### TEXT UNDER STUDY
..............................
Preventing the unthinkable ongoing crisis with Tehran is not the first time Washington has faced a hostile government attempting to develop nuclear weapons. Nor is it likely to be the last. Yet the reasoning of U.S. officials now struggling to deal with Iran’s nuclear ambitions is clouded by a kind of historical amnesia, which leads to both creeping fatalism about the United States’ ability to keep Iran from getting the bomb and excessive optimism about the United States’ ability to contain Iran if it does become a nuclear power.

A U.S. official in the executive branch anonymously told the New York Times in March 2006, “The reality is that most of us think the Iranians are probably going to get a weapon, or the technology to make one, sooner or later.” Military planners and intelligence officers have reportedly been tasked with developing strategies to deter Tehran if negotiations fail.

Both proliferation fatalism and deterrence optimism are wrong-headed, and they reinforce each other in a disturbing way. As nuclear proliferation comes to be seen as inevitable, wishful thinking can make its consequences seem less severe, and if faith in deterrence grows, incentives to combat proliferation diminish.

Deterrence optimism is based on mistaken nostalgia and a faulty analogy. Although deterrence did work with the Soviet Union and China, there were many close calls; maintaining nuclear peace during the Cold War was far more difficult and uncertain than U.S. officials and the American public seem to remember today. Furthermore, a nuclear Iran would look a lot less like the totalitarian Soviet Union and the People’s Republic of China and a lot more like Pakistan, Iran’s unstable neighbor—a far more frightening prospect.

Fatalism about nuclear proliferation is equally unwarranted. Although the United States did fail to prevent its major Cold War rivals from developing nuclear arsenals, many other countries—including Japan, West Germany, South Korea, and more recently Libya—curbed their own nuclear ambitions.

THE REASONS WHY

The way for Washington to move forward on Iran is to give Tehran good reason to relinquish its pursuit of nuclear weapons. That, in turn, requires understanding why Tehran wants them in the first place.
..............................
### TASK 1
According to the text on a nuclear Iran, which countries curbed their own nuclear ambitions?
### TASK 2
From the text on a nuclear Iran, return the passage that starts at the words "A U.S. official" and ends after the words "if negotiations fail.".
..............................
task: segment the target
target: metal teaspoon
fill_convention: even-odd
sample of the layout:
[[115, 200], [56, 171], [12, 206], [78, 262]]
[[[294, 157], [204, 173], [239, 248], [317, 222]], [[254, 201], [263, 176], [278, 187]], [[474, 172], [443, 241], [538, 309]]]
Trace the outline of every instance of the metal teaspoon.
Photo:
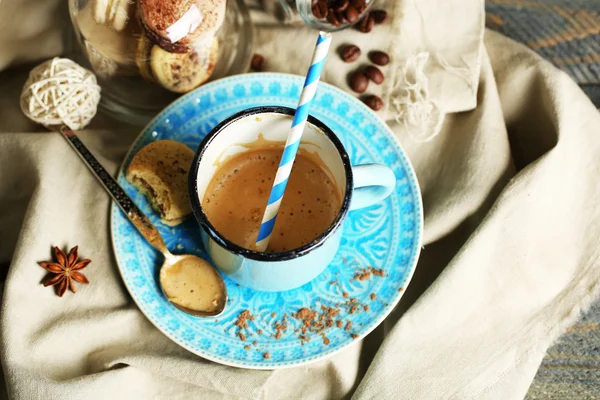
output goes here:
[[[207, 261], [197, 256], [191, 254], [172, 254], [167, 249], [167, 246], [165, 245], [163, 238], [160, 236], [158, 229], [156, 229], [152, 222], [150, 222], [150, 219], [146, 217], [146, 215], [138, 208], [138, 206], [135, 205], [133, 200], [131, 200], [123, 188], [106, 171], [106, 169], [104, 169], [96, 157], [90, 153], [83, 142], [81, 142], [77, 135], [75, 135], [75, 132], [73, 132], [66, 125], [59, 127], [58, 131], [65, 139], [67, 139], [67, 142], [77, 152], [77, 154], [79, 154], [88, 168], [93, 172], [96, 178], [98, 178], [102, 186], [104, 186], [104, 189], [106, 189], [106, 191], [110, 194], [119, 208], [123, 210], [127, 218], [129, 218], [131, 223], [137, 228], [142, 236], [165, 257], [165, 261], [160, 269], [160, 286], [163, 294], [169, 300], [169, 302], [171, 302], [171, 304], [181, 311], [198, 317], [211, 317], [221, 314], [225, 309], [225, 305], [227, 304], [227, 290], [225, 289], [223, 278], [216, 271], [216, 269]], [[212, 279], [212, 282], [209, 282], [208, 286], [215, 293], [213, 294], [212, 299], [209, 299], [210, 307], [208, 309], [192, 309], [182, 304], [178, 304], [176, 301], [179, 301], [180, 303], [183, 301], [178, 299], [177, 296], [174, 296], [173, 287], [179, 286], [179, 284], [184, 281], [186, 275], [197, 275], [197, 273], [200, 271], [208, 274], [208, 278]], [[200, 294], [203, 289], [206, 290], [206, 285], [194, 285], [194, 282], [190, 281], [187, 281], [183, 284], [186, 286], [185, 290], [189, 290], [190, 293]], [[169, 289], [165, 290], [165, 287]]]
..............................
### FINAL ANSWER 1
Japan, West Germany, South Korea, and more recently Libya.

### FINAL ANSWER 2
A U.S. official in the executive branch anonymously told the New York Times in March 2006, “The reality is that most of us think the Iranians are probably going to get a weapon, or the technology to make one, sooner or later.” Military planners and intelligence officers have reportedly been tasked with developing strategies to deter Tehran if negotiations fail.